PASSAGE SHOWN:
***

Why Do Fewer Points Result in Larger Variances?

Question

In school, we are usually taught the following point:

If you have few data points, if you calculate the variance of these data points, the variance will be very large
As the number of data points increase, the variance will become smaller

Supposedly, this is justified by the "Consistency" property of estimators. That is, since the Variance is "statistically consistent" - as the number of points used to calculate the Variance increases, it will become closer to the "true value" (Show that sample variance is unbiased and a consistent estimator)

This being said, I have the following question:

Suppose someone wants to measure how many baskets I can score in basketball from the three point line. Since I am not a basketball player, I am likely to miss a lot of shots. However, suppose I luckily happen to score 4 times out of the first 5 times - in this situation, my variance would be quite small. But the more I shoot, I start to miss more baskets and then my variance increases.

Thus, in this case, it is possible that fewer data points might underestimate the true Variance.

This being said, can someone please explain why the variance calculated on a small number of data points is always believed to be much larger than the actual variance ... when in fact it could be smaller than the actual variance?

Thanks!

EXTRA: An R simulation which shows the cumulative variance of a basketball being shot 100 times with success probability = 0.5 (i.e. variance of first n shots, first n+1 shots, first n+2 shots, etc.). This entire simulation is then repeated 100 times and then visualized. Note that the variance after the first shot is always 0 (I am not sure if this is correct).

n_shots <- 100
prob_success <- 0.5
n_simulations <- 100
cumulative_variances <- matrix(nrow = n_shots, ncol = n_simulations)
set.seed(123)

for (i in 1:n_simulations) {
shots <- rbinom(n_shots, 1, prob_success)
cumulative_variances[,i] <- sapply(1:n_shots, function(j) if(j > 1) var(shots[1:j]) else 0)
}
plot(1:n_shots, cumulative_variances[,1], type = "l", ylim = range(cumulative_variances),
     xlab = "Shot Number", ylab = "Cumulative Variance",
     main = "Cumulative Variance of Basketball Shots Across Simulations")
for (i in 2:n_simulations) {
  lines(1:n_shots, cumulative_variances[,i])
}
abline(h = 0.25, col = "red", lty = 2)

***

ENTRIES PROVIDED:
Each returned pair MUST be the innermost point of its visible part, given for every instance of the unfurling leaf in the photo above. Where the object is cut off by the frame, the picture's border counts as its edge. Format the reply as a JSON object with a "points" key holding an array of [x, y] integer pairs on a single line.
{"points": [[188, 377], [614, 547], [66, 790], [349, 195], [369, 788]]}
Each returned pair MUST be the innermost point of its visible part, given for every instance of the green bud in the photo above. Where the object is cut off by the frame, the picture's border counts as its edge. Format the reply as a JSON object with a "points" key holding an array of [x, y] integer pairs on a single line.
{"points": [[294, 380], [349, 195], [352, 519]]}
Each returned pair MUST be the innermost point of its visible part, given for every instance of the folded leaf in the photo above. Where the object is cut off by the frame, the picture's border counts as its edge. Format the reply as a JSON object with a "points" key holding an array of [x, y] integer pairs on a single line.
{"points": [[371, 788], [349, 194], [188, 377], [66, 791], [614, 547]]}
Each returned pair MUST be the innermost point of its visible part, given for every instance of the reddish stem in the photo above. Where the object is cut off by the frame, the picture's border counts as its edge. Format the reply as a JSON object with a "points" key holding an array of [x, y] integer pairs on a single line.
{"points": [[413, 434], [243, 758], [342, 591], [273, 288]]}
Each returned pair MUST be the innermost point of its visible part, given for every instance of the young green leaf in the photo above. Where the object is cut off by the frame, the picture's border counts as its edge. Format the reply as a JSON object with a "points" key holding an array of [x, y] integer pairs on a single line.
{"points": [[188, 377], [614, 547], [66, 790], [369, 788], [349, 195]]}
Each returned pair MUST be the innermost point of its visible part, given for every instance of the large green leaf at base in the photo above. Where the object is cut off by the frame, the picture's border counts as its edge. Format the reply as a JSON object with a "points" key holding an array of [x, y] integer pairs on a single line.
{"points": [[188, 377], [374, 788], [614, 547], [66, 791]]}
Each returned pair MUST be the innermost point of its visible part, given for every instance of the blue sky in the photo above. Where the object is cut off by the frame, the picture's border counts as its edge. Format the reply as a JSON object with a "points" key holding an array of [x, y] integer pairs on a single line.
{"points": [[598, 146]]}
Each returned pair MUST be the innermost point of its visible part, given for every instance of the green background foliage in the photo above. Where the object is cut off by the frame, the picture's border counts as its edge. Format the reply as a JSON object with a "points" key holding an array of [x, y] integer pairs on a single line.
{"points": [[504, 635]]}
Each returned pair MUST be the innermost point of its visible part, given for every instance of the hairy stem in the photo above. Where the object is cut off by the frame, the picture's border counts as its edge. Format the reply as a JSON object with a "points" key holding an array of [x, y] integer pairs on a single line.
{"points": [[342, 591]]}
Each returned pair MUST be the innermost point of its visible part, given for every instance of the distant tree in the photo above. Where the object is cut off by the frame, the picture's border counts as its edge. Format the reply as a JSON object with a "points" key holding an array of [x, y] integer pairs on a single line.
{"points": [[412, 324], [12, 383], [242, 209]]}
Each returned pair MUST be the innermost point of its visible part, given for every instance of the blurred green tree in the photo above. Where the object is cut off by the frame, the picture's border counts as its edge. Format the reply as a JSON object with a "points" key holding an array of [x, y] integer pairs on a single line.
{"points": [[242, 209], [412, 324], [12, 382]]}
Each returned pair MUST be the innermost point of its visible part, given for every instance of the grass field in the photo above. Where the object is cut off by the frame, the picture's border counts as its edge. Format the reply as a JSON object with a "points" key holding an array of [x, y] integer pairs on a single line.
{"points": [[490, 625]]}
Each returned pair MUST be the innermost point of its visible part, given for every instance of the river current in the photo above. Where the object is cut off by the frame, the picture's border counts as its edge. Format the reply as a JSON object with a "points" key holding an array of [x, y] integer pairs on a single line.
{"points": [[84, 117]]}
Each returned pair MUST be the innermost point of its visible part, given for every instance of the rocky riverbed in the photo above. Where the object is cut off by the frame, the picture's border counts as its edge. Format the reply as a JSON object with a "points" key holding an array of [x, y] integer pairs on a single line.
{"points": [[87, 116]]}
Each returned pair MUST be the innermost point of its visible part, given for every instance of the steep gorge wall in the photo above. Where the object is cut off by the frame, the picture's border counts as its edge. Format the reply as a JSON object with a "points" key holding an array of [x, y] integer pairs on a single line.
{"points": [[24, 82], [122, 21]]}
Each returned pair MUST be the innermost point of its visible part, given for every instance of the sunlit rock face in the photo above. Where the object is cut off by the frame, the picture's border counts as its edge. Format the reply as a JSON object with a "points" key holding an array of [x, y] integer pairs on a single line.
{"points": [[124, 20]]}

***

EXERCISE DESCRIPTION:
Answer these about the post about variance:
(a) In the basketball scenario, how many of the first five shots does the poster suppose scoring?
(b) What success probability does the R simulation assign to each shot?
(c) According to the poster, what is the variance after the first shot in the simulation?
The listing was taken from a different source than the post about variance.

RESPONSE TO THIS EXERCISE:
(a) 4
(b) 0.5
(c) 0